▸ WHAT THE TASK ASKS
Output everything in the listing from the line containing "segment <item>tree foliage</item>" down to the end as a two-column CSV with the columns text and answer. Give each text and its answer one row, with each value in a single quoted field and line breaks replaced by spaces.

START AVAILABLE DATA

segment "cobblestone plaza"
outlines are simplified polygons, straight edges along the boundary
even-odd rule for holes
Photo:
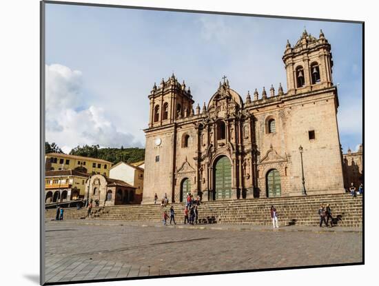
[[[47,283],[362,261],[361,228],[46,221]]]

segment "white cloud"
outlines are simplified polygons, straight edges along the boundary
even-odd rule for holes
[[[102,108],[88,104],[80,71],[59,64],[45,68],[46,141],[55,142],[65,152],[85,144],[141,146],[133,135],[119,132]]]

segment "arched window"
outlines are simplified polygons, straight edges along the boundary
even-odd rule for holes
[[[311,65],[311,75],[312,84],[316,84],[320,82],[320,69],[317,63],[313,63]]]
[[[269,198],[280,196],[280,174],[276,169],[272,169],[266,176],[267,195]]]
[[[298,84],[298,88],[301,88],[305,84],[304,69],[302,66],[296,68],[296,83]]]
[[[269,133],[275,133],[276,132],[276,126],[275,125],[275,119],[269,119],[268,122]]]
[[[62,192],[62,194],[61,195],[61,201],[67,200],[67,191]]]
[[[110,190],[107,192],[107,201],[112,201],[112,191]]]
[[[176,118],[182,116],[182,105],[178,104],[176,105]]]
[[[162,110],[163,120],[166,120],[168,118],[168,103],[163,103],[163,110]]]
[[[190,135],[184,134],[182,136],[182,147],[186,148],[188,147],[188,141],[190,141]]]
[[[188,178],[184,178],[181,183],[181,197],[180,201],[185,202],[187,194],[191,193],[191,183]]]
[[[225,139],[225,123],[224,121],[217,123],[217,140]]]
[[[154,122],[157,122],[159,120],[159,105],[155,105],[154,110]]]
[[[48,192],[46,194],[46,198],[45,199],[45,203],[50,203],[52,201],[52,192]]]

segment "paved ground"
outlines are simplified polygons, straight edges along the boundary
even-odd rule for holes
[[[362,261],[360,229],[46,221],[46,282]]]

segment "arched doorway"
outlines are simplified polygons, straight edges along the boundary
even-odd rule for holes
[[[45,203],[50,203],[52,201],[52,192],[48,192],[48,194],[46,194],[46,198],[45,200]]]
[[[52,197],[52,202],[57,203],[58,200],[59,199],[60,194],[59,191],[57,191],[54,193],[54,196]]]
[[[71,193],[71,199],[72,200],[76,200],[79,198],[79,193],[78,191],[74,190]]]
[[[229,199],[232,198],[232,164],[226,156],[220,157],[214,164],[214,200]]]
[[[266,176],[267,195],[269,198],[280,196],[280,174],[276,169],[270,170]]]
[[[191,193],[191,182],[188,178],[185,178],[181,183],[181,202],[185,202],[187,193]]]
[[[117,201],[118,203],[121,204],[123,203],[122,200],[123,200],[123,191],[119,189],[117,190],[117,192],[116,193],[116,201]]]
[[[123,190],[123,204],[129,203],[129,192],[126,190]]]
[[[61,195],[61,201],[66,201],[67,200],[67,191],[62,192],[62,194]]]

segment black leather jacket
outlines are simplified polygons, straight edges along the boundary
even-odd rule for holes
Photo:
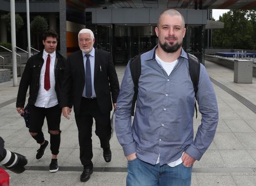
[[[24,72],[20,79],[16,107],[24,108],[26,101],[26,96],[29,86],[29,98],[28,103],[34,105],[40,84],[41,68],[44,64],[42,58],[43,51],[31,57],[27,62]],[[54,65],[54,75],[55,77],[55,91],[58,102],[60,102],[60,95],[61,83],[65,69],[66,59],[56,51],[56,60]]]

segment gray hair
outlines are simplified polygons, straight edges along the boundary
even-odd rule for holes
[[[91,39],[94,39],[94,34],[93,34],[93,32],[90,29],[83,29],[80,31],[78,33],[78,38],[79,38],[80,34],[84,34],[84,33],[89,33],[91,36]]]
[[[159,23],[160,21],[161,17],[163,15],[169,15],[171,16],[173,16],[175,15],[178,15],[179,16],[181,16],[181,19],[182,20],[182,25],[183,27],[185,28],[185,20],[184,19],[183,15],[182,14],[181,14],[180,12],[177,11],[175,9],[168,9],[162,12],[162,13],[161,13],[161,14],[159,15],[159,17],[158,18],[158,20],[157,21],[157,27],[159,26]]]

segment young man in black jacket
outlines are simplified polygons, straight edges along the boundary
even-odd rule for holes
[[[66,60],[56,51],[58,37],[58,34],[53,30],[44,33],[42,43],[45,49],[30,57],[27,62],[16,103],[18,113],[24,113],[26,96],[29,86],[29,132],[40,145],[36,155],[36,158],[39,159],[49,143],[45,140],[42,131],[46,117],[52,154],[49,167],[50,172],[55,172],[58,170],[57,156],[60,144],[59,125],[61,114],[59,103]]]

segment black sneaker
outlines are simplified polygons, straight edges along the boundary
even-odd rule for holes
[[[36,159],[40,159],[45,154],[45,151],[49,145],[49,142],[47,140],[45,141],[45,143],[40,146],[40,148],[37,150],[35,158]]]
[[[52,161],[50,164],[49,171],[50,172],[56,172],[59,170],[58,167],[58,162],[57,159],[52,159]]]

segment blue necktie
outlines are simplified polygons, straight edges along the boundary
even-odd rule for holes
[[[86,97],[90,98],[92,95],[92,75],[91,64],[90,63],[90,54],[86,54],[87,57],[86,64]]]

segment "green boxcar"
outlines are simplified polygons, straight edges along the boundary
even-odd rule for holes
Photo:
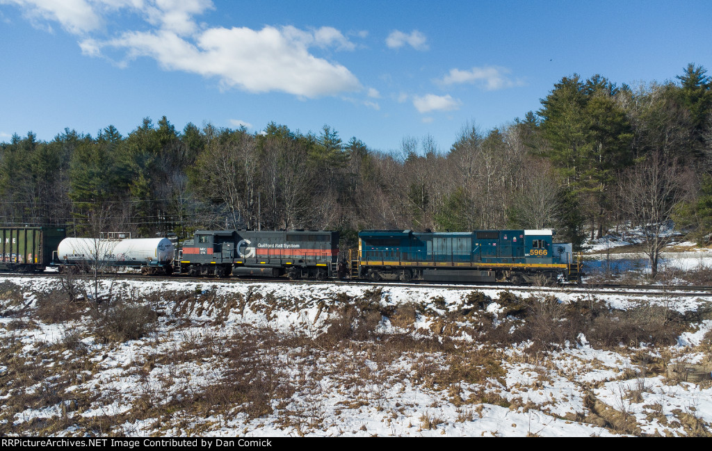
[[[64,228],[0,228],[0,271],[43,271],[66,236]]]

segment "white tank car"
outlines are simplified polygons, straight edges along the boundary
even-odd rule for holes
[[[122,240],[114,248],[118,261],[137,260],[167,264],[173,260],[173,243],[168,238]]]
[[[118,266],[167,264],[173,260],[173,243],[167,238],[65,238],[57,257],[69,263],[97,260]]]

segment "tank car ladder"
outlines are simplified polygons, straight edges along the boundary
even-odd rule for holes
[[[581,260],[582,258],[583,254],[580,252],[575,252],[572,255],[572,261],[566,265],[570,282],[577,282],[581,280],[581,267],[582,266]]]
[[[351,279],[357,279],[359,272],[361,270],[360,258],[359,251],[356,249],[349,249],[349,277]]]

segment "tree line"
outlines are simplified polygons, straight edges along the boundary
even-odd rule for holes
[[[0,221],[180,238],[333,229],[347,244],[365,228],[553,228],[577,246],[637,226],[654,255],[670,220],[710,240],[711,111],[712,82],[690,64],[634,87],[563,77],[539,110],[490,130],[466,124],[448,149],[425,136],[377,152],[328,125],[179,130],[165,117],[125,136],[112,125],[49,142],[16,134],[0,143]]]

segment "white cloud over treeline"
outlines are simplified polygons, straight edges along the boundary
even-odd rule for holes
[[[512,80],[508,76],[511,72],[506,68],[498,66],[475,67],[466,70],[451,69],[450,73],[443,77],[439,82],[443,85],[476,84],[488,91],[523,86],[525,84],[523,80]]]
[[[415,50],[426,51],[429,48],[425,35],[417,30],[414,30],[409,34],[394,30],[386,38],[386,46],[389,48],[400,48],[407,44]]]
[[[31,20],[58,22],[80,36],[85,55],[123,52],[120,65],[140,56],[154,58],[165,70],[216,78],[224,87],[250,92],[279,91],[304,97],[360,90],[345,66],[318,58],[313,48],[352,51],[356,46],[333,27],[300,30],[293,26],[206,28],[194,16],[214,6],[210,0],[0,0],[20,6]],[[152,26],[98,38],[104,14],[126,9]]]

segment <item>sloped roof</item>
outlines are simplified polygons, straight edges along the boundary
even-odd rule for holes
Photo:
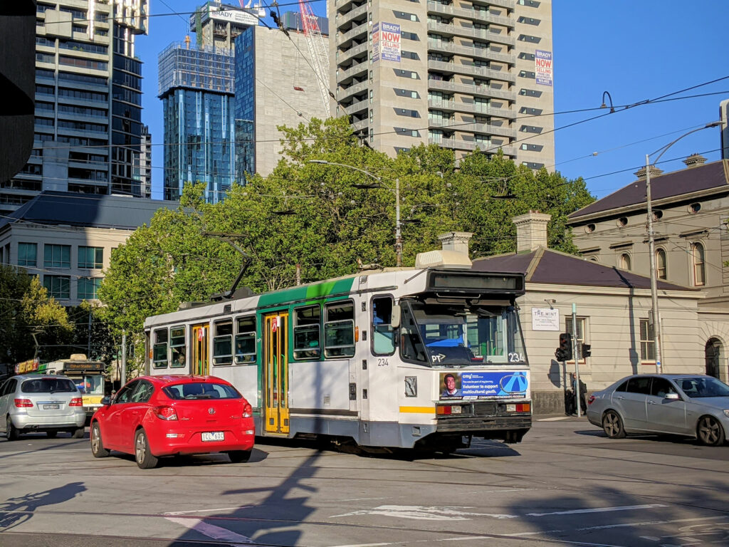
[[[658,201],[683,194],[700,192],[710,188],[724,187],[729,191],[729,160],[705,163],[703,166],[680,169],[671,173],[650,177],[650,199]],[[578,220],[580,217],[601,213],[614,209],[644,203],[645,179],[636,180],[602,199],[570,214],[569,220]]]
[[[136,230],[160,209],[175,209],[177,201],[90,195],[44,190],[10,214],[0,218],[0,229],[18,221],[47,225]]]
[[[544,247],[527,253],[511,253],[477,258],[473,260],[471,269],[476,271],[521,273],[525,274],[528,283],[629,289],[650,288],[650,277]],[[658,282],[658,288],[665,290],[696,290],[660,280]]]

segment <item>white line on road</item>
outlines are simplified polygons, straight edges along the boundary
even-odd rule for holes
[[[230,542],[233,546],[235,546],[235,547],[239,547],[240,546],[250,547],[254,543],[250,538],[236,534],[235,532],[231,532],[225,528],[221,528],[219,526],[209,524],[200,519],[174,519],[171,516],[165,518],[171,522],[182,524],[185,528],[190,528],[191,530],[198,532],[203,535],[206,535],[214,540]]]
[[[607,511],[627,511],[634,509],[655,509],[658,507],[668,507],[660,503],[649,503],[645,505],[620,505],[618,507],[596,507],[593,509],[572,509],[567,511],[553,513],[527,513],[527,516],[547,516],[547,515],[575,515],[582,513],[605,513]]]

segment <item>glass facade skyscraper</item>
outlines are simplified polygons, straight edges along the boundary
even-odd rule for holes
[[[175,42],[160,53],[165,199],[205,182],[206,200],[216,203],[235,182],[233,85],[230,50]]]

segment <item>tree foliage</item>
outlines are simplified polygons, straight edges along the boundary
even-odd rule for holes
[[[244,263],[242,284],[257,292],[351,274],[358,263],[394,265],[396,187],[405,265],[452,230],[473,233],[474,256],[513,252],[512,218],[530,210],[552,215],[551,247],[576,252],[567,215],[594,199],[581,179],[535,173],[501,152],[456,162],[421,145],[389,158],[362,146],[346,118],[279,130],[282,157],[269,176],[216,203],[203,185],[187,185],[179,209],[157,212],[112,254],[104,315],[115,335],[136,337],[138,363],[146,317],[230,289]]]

END AVAILABLE DATA

▸ RESPONSE TO THIS EXERCISE
text,answer
"segment <item>tree foliage</item> outlines are simplified polygons, straight edges along the boundary even-odd rule for holes","[[[244,263],[242,284],[257,292],[351,274],[358,263],[394,265],[396,187],[405,265],[452,230],[473,233],[474,256],[513,252],[512,218],[530,210],[552,215],[551,247],[576,252],[567,215],[594,199],[581,179],[535,173],[501,152],[456,162],[421,145],[389,158],[362,146],[346,118],[279,130],[282,157],[269,176],[216,203],[203,185],[187,185],[179,209],[157,212],[112,254],[104,315],[115,335],[136,337],[138,363],[146,317],[230,289]]]"